===== Die Datensätze =====

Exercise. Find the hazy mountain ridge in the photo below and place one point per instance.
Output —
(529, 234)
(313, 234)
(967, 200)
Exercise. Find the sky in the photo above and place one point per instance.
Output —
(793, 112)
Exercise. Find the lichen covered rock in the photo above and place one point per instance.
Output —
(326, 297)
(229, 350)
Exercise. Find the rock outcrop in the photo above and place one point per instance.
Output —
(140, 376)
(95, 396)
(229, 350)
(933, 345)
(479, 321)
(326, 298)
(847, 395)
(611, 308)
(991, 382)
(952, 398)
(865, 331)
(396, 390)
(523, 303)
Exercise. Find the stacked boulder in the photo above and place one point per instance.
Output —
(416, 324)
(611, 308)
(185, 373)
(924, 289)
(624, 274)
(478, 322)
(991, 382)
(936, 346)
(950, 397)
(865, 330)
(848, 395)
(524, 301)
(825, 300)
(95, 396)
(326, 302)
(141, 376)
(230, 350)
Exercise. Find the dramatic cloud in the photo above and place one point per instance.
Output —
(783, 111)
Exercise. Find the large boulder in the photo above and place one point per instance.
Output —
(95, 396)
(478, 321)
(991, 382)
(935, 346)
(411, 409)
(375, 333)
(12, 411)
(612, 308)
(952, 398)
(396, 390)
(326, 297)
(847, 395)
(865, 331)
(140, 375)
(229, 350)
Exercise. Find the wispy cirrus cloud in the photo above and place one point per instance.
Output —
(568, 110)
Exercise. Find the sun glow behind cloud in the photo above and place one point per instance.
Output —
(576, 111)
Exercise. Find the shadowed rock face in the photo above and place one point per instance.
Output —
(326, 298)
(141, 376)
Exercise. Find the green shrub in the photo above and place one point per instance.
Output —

=====
===== Die Datensätze =====

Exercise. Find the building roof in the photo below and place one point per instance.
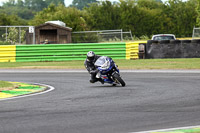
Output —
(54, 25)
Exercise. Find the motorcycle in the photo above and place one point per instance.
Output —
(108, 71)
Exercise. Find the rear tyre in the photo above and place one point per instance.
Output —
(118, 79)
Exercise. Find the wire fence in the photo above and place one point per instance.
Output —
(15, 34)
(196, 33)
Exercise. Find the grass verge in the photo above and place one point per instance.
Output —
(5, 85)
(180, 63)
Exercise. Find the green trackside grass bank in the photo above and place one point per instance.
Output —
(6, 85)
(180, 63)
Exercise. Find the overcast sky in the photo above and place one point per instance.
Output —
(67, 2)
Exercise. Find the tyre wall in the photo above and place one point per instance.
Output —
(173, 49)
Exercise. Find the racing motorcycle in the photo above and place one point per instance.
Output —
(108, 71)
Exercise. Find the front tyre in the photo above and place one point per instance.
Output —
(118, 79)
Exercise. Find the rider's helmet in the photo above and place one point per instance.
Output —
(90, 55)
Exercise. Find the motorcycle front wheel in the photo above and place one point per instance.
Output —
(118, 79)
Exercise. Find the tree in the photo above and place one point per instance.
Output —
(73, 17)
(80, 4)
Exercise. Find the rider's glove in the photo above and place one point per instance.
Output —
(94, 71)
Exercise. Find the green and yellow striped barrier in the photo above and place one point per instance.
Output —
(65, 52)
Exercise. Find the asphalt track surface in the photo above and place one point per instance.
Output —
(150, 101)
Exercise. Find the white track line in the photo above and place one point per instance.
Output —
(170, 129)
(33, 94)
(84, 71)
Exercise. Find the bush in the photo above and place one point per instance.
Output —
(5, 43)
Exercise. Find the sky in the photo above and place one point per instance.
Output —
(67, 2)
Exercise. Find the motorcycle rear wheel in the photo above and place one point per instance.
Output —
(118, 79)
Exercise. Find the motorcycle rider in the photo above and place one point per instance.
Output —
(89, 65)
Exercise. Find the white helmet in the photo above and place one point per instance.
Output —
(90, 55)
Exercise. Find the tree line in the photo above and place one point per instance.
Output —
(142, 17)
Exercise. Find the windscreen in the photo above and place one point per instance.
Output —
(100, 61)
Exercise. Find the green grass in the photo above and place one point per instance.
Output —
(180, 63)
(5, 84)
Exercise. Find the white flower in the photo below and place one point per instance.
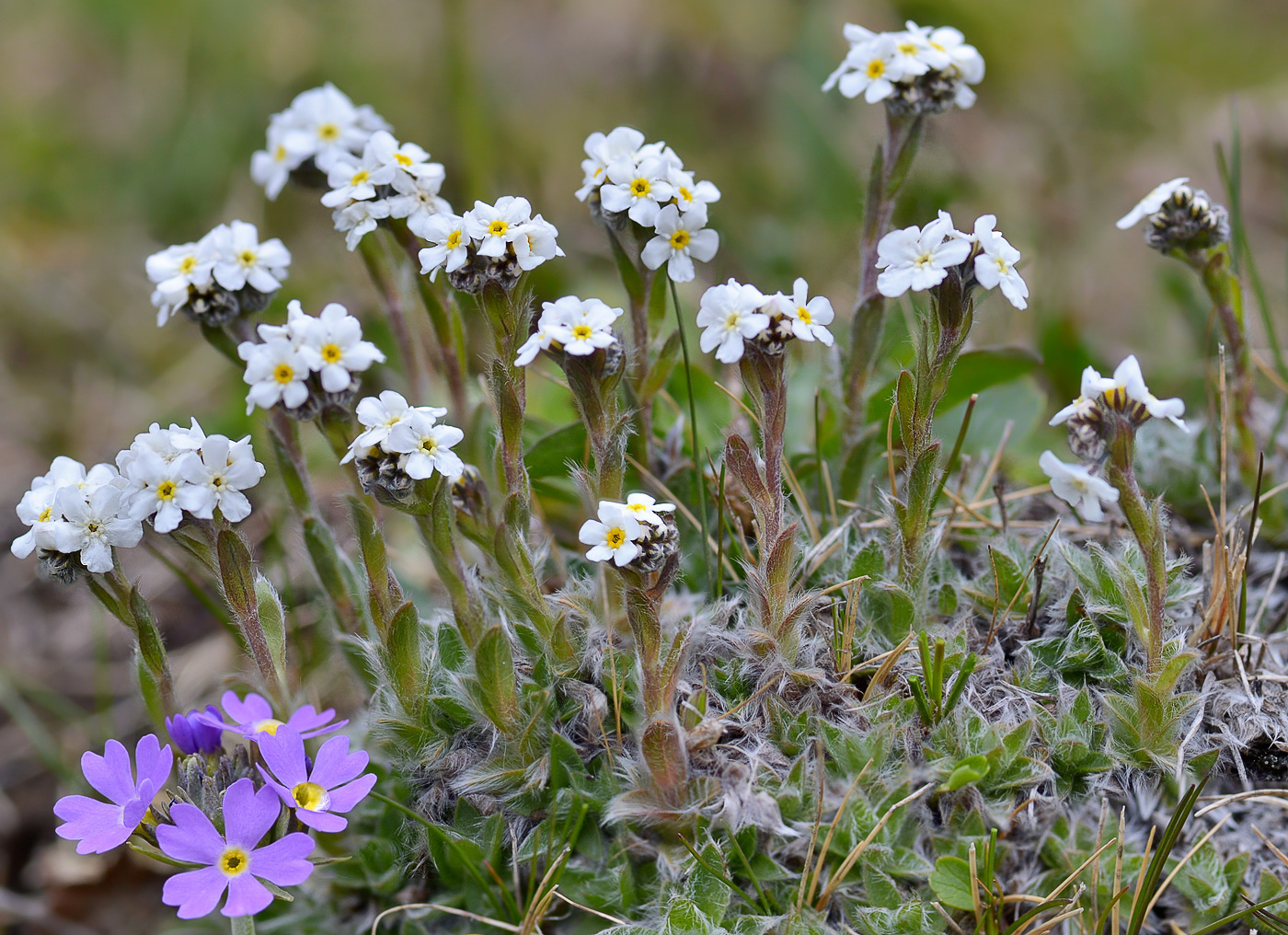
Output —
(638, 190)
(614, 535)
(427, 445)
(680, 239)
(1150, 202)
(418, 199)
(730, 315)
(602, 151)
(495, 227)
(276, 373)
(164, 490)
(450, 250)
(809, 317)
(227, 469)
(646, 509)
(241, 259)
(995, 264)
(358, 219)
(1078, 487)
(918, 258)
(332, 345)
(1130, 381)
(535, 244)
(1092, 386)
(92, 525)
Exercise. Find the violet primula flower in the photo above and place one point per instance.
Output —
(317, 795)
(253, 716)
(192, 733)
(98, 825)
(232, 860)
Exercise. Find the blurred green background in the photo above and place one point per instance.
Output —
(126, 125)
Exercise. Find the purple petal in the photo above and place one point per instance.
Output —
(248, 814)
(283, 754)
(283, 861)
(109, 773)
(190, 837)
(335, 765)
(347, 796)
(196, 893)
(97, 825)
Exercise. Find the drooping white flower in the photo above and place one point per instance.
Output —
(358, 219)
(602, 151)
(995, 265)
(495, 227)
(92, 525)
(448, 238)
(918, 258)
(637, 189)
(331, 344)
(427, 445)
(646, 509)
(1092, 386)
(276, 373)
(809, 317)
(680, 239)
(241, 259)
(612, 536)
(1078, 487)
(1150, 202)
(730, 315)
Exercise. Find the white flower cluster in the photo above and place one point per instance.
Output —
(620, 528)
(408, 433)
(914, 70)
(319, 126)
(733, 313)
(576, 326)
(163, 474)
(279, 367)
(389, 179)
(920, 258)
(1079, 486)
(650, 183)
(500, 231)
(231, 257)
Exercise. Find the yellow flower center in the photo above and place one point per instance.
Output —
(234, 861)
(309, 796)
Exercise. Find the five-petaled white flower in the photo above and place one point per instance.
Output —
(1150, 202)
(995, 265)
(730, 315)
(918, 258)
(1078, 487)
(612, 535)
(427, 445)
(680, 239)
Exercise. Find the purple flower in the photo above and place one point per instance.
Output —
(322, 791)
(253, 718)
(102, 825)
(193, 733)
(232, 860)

=====

Ziel — Filtere aus den Datensätzen oben jede Zeile heraus, die die Zeichenfolge „white“ enthält, und gib diese Zeilen wieder. Groß- und Kleinschreibung zählt.

Richtiges Ergebnis —
Exercise. Find the white track line in the photo above and place one point per instance.
Exercise. Find the white helmet in the photo above and place one point per instance.
Exercise. Find the white flower in the photo below and place one point per instance.
Exercise. Find the drooping white flower in the photo above and place one point per instance.
Exercise. Find the white flower cluster in the photo above and place one point per instance.
Exercise. Find the five-petaled white flower in the photo above and place one point per instance.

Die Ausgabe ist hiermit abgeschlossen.